GIVEN PASSAGE:
(begin)
Living · Family
International and bilingual schools
The school type landscape
China's education options for expat children divide into three main categories, each with meaningful implications for family life, Chinese language acquisition, and future academic pathways:
Full international schools (国际学校): Legally permitted to admit only children holding foreign passports, HK/Macau/Taiwan travel documents, or overseas Chinese residency documents. These schools are regulated by the Ministry of Education but operate under international curricula — IB (PYP, MYP, DP), Cambridge IGCSE and A-Level, American AP, British primary/secondary, Australian, German, French, Japanese national curricula. The teacher cohort is internationally recruited; language of instruction is English (or the national language for non-English-medium schools).
Annual tuition at Tier-1 cities: ¥250,000–¥380,000 per child [VERIFY: current fees — May 2026]. Capital fees, building levies, and activity fees are sometimes additional, adding ¥20,000–¥50,000.
Bilingual private schools (双语学校): Admit both Chinese and foreign students. The curriculum is a hybrid — Chinese national curriculum with English-medium tracks, or Mandarin immersion schools designed for children from English-speaking homes. These schools have expanded rapidly since 2015. Quality ranges widely. Tuition: ¥80,000–¥200,000 per year.
The advantage: significantly cheaper than full internationals; genuine Mandarin immersion alongside English instruction; children socialise with Chinese peers. The trade-off: less consistent international university preparation track record; curriculum integrity varies by school; the mix of English and Mandarin can produce excellent bilingualism or neither language mastered well, depending on the school's execution.
Local Chinese public schools (公立学校): Theoretically accessible to foreign children with valid Chinese residence documents in some districts. Tuition is negligible (¥500–¥2,000/year in some districts). The curriculum is entirely Chinese; the teaching style is more structured and exam-focused than Western equivalents. Children without prior Mandarin emerge fluent within a year. Children with no Mandarin start in a difficult position and need significant parental and tutoring support. Several expat families — particularly those committed to long-term China life — choose this path. The social experience is genuinely Chinese; the academic experience prepares children well for Chinese university pathways but less predictably for Western university applications.
Where the schools are: city by city
**Beijing**: The largest and most established international school market. Three main zones: - **Shunyi district**: The long-standing expat suburb. Most of the embassy-community schools and the long-established international schools are in Shunyi or have Shunyi campuses. Shunyi to central Beijing is 40–60 minutes by car. - **Chaoyang district**: Several international schools, closer to the CBD. Easier commute but more urban environment. - **Haidian district**: Tech/academic district west. Some bilingual schools here.
**Shanghai**: - **Pudong New Area** (Jinqiao, Kangqiao, Sanlin): The dominant expat school cluster. Most major international schools have Pudong campuses. - **Hongqiao–Changning**: Western Shanghai side. Several schools catering to families based in the Hongqiao business district. - **Minhang**: Further south; some schools here.
(end)
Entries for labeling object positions
(begin)
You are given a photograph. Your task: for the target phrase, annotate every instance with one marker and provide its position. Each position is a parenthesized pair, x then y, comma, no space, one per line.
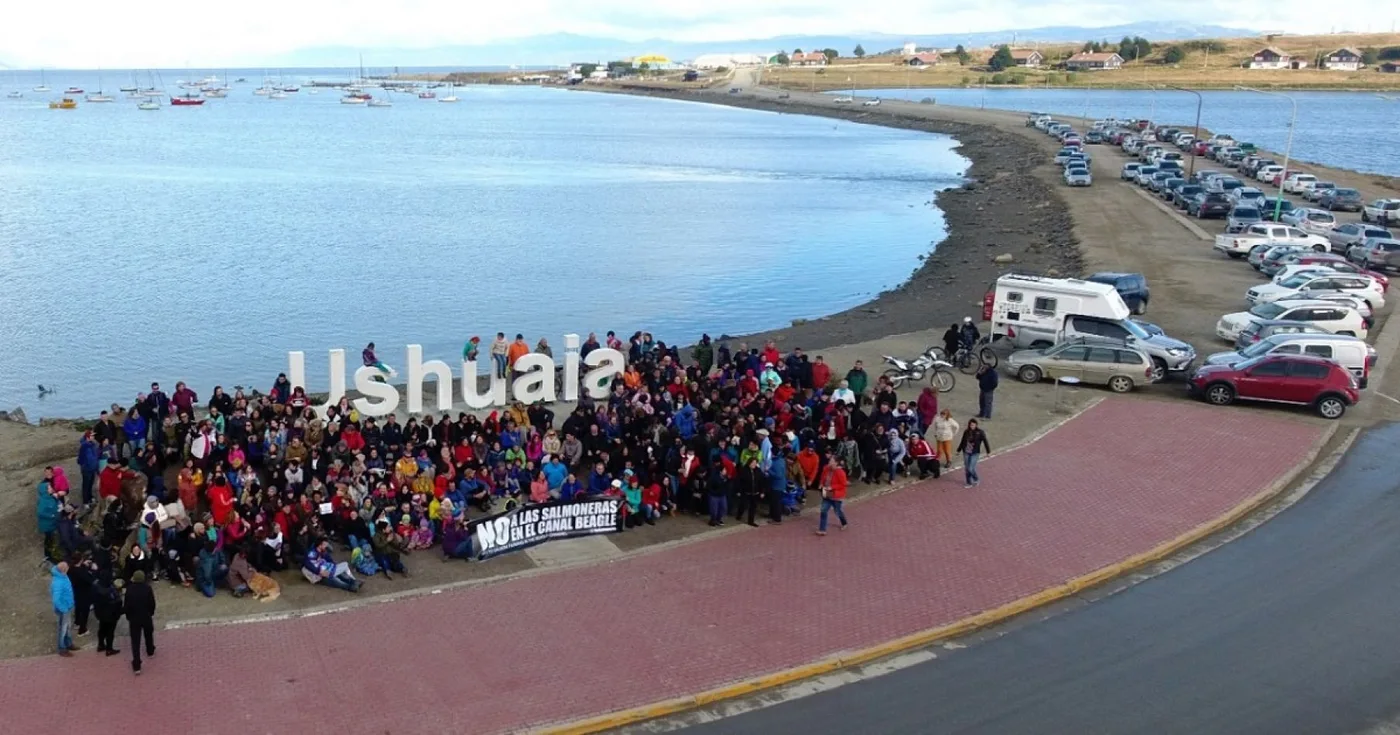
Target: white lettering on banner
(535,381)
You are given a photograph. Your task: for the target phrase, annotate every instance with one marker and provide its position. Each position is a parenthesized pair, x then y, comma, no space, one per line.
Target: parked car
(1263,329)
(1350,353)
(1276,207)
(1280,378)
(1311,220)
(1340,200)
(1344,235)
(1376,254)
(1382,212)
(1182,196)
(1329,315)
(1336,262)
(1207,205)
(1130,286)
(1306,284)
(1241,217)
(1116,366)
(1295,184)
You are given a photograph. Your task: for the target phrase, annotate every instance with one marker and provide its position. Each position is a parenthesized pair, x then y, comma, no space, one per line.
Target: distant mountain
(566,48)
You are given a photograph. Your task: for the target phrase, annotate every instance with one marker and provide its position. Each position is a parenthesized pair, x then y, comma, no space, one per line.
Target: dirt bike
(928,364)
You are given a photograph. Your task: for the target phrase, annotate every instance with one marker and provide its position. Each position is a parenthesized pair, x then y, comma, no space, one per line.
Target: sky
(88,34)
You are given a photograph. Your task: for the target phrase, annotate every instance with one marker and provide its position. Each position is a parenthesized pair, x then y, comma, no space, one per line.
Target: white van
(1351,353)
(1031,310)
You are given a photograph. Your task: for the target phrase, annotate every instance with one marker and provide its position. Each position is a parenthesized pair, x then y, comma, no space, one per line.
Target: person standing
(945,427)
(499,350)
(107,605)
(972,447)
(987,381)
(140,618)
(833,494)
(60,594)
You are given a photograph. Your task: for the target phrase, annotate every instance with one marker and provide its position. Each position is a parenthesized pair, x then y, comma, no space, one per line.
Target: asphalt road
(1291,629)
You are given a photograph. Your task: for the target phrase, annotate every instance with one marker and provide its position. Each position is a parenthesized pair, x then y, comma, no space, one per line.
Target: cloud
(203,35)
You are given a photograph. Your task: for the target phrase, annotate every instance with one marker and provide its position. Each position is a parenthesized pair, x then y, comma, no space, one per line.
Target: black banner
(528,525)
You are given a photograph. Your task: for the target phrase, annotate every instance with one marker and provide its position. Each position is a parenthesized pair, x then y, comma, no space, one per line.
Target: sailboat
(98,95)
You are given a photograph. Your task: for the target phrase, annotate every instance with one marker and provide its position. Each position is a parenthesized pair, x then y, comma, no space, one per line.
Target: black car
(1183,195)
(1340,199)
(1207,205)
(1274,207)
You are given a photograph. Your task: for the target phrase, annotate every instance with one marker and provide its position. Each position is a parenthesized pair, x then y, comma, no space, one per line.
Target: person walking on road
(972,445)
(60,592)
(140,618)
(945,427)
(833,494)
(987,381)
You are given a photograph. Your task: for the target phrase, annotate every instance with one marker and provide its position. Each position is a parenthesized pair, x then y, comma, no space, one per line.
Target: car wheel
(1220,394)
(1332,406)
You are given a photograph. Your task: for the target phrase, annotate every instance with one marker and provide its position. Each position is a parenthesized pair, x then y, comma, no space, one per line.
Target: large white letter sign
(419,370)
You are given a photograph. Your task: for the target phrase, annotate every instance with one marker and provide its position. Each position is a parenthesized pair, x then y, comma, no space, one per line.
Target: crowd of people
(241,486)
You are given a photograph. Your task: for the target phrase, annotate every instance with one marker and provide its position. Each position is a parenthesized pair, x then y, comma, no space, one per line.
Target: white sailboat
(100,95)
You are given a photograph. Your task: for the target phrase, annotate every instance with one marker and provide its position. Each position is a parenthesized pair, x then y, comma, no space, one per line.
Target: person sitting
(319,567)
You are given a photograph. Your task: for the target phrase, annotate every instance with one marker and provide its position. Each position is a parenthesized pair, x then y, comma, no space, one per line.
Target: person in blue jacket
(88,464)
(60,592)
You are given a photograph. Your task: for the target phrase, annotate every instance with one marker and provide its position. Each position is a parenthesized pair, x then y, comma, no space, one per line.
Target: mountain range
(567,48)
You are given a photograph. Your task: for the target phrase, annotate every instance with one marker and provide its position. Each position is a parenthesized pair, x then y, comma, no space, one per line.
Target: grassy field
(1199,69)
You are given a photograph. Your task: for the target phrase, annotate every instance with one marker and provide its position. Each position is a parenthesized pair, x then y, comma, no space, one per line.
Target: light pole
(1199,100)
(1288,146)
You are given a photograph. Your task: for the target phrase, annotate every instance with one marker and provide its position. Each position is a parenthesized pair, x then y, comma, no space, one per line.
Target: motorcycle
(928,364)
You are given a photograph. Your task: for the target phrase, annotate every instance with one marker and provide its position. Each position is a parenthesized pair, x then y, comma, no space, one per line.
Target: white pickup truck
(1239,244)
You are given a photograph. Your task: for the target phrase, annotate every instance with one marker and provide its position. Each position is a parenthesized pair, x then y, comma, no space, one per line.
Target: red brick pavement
(end)
CHALLENGES:
- a) Please write out the passage on schools in China, starting with "Local Chinese public" and going on through "Western university applications.".
- b) How many lines of the rows contain the word "person"? Give only the number.
These rows are unrelated to the passage on schools in China.

ANSWER SET:
- a)
Local Chinese public schools (公立学校): Theoretically accessible to foreign children with valid Chinese residence documents in some districts. Tuition is negligible (¥500–¥2,000/year in some districts). The curriculum is entirely Chinese; the teaching style is more structured and exam-focused than Western equivalents. Children without prior Mandarin emerge fluent within a year. Children with no Mandarin start in a difficult position and need significant parental and tutoring support. Several expat families — particularly those committed to long-term China life — choose this path. The social experience is genuinely Chinese; the academic experience prepares children well for Chinese university pathways but less predictably for Western university applications.

- b) 4